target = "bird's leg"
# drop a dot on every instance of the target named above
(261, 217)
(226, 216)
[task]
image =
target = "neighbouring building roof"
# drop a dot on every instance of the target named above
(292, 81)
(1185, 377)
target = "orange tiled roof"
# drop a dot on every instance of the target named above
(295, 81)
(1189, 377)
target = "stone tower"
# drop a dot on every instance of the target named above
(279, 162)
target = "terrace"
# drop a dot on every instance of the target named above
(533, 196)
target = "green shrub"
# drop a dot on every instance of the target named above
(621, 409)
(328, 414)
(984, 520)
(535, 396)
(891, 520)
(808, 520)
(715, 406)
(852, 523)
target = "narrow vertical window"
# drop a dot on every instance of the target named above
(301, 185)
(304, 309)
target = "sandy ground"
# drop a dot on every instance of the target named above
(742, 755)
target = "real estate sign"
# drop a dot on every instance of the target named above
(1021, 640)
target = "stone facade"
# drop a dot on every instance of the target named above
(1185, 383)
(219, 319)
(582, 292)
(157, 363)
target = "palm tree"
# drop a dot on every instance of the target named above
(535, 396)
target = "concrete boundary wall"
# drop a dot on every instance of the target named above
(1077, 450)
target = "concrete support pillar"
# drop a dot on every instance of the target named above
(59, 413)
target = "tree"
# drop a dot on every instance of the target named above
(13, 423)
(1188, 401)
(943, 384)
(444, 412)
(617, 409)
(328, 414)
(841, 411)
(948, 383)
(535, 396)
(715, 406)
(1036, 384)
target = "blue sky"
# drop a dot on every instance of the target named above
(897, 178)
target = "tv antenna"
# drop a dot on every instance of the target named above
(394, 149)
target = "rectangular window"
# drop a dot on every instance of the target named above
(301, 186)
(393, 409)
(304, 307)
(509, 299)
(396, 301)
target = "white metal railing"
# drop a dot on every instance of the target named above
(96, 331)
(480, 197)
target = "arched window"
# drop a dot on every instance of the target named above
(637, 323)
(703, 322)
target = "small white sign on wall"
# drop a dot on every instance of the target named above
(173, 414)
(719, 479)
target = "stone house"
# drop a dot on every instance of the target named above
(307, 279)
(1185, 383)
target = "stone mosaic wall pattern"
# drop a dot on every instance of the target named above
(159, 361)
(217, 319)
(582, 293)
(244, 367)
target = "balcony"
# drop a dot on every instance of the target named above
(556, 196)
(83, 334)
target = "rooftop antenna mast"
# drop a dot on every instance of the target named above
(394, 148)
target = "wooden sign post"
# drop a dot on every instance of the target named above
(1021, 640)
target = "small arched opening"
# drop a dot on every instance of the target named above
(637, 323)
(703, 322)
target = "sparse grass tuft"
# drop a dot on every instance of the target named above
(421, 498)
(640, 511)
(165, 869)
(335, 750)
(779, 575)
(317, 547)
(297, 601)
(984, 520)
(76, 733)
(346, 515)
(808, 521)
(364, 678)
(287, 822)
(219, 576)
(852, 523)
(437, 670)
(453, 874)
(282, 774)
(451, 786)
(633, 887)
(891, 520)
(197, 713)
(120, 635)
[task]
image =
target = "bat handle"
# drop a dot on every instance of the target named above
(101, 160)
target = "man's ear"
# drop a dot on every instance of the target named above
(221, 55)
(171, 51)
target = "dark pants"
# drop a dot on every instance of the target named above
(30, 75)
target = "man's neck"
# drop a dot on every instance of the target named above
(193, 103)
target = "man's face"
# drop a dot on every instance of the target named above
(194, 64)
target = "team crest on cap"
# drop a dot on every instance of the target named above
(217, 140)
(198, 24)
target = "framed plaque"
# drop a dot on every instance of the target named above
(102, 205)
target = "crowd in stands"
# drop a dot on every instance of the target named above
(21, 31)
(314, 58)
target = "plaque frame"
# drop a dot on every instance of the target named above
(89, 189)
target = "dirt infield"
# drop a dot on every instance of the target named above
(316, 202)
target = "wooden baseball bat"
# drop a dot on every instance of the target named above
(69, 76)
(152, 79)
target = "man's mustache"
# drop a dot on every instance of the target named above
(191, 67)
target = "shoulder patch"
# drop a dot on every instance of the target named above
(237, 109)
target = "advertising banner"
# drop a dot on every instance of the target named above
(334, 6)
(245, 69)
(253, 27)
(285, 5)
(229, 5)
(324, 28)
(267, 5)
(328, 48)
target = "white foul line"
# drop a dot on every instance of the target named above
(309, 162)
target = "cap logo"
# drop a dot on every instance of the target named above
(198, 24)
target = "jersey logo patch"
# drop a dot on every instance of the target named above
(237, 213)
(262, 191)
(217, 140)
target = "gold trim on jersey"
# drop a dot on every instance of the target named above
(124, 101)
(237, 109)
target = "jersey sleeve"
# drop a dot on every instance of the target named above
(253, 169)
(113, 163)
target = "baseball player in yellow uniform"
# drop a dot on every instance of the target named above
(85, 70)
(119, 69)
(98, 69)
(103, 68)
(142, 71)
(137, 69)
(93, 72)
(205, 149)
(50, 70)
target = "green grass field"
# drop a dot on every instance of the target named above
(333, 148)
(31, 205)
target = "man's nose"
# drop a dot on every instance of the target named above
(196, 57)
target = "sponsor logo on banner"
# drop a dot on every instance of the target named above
━━━━━━━━
* [Objective] Print every line of the data above again without changing a single character.

* [Expected answer]
target = "bird's leg"
# drop a dot on every instance of the target named above
(261, 217)
(226, 216)
[task]
image =
target = "neighbouring building roof"
# drop a dot on every instance of the target named above
(292, 81)
(1185, 377)
target = "orange tiled roof"
# drop a dot on every instance of the target named above
(295, 81)
(1189, 377)
target = "stone tower"
# drop a dot on every instance of the target named above
(279, 162)
target = "terrace"
# drop a dot on every instance of the target named above
(533, 196)
target = "green shrub"
# drop a dot on every instance of the target named above
(621, 409)
(328, 414)
(984, 520)
(535, 396)
(891, 520)
(808, 520)
(715, 406)
(852, 523)
target = "narrow vertical window"
# drop a dot on every instance of the target named above
(301, 185)
(304, 309)
target = "sandy ground"
# drop a dot on every instance of the target named above
(742, 755)
target = "real estate sign"
# drop a dot on every instance of the target named above
(1021, 640)
target = "stone facade"
# drop a dot on every instance of the target named above
(1185, 383)
(219, 319)
(582, 292)
(157, 363)
target = "palm tree"
# drop a dot on every instance of the target named above
(535, 396)
target = "concrete boundary wall"
# drop a dot on every instance of the target named above
(1077, 450)
target = "concrete support pillar"
# drop a dot on every instance of the target named above
(59, 413)
target = "tree"
# drop a dot on every instance of the target named above
(13, 423)
(1188, 401)
(943, 384)
(444, 412)
(617, 409)
(328, 414)
(841, 411)
(948, 383)
(535, 396)
(715, 406)
(1036, 384)
target = "blue sky"
# drop a dot on every instance of the target named above
(897, 178)
target = "tv antenna"
# drop a dot on every instance of the target named above
(394, 149)
target = "rectangular window"
# drop a dot on every instance of the target named above
(301, 186)
(393, 409)
(304, 307)
(509, 299)
(396, 301)
target = "white metal railing"
# drop a dot on every instance of the target named above
(96, 331)
(480, 197)
target = "arched window"
# drop a dot on every instance of the target named above
(637, 323)
(703, 322)
target = "small white sign on wall"
# drop a dot on every instance of the target named above
(173, 414)
(719, 479)
target = "stone house"
# drop a dot on every instance of the target named above
(307, 279)
(1185, 383)
target = "stone mosaic wall pattern"
# drop a dot on every instance of the target named above
(159, 361)
(217, 319)
(582, 293)
(244, 367)
target = "balcony"
# drop a dot on every instance of the target named above
(556, 196)
(83, 334)
target = "rooftop antenna mast"
# drop a dot on every instance of the target named above
(394, 148)
target = "wooden sign post"
# drop a dot on every instance of the target named above
(1021, 640)
target = "small arched opening"
# drop a dot on every instance of the target named above
(637, 323)
(703, 322)
target = "sparse grass tuft"
# drop a dot on every instance of the target named above
(421, 498)
(640, 511)
(165, 869)
(335, 750)
(779, 575)
(317, 547)
(297, 601)
(984, 520)
(76, 733)
(346, 515)
(808, 521)
(364, 678)
(287, 822)
(219, 576)
(852, 523)
(437, 670)
(453, 874)
(282, 774)
(451, 786)
(633, 887)
(891, 520)
(197, 713)
(120, 635)
[task]
image =
target = "bat handle"
# drop a dot on every instance of the target named above
(101, 160)
target = "man's ear"
# drop a dot on every instance of the target named above
(221, 55)
(171, 51)
target = "dark pants"
# drop a dot on every instance of the target named above
(30, 75)
target = "man's neck"
# drop a dot on every instance of the target named above
(193, 103)
target = "man's face"
# drop a dot on every instance of the target named above
(194, 64)
target = "team crest on cap"
# drop a dot on every instance of the target named above
(217, 140)
(198, 24)
target = "framed plaque"
# drop a dot on every instance of the target named above
(102, 205)
target = "crowd in stands"
# drop a dot on every instance of the target named above
(21, 31)
(314, 58)
target = "plaque frame"
# drop a dot on every instance of the target named above
(89, 189)
target = "dirt infield"
# drop a dot on every instance of the target named above
(316, 202)
target = "wooden baseball bat"
# drop a dot on every instance of the target named above
(69, 76)
(152, 79)
target = "man's mustache"
# drop a dot on every instance of the target named above
(191, 67)
target = "shoulder patch"
# drop a dot on every instance of the target named above
(237, 109)
target = "advertising banner"
# drop a dot on every instance of the target named above
(334, 6)
(245, 69)
(253, 27)
(285, 5)
(229, 5)
(324, 28)
(267, 5)
(328, 48)
target = "white foul line"
# drop a dot on every instance of the target named above
(309, 162)
target = "cap logo"
# drop a dot on every instance of the target named above
(198, 24)
target = "jersey logo patch"
# drop a dot on every instance of the target named above
(237, 213)
(262, 191)
(217, 140)
target = "gold trim on jersey"
# drop a dot on every instance of the target named above
(124, 101)
(237, 109)
target = "jersey sleeve"
# drop a dot on every instance of the target named above
(253, 169)
(113, 163)
target = "baseball player in yellow uniform"
# drop a dot on every instance of the target named above
(85, 70)
(119, 69)
(98, 69)
(103, 68)
(142, 71)
(137, 69)
(93, 72)
(205, 149)
(50, 70)
target = "green grass field"
# drop a dot on every instance of the target named above
(333, 148)
(31, 205)
target = "man's nose"
# drop a dot on every instance of the target named above
(196, 57)
target = "sponsor logo on banner"
# drop a dot on every instance of the target named above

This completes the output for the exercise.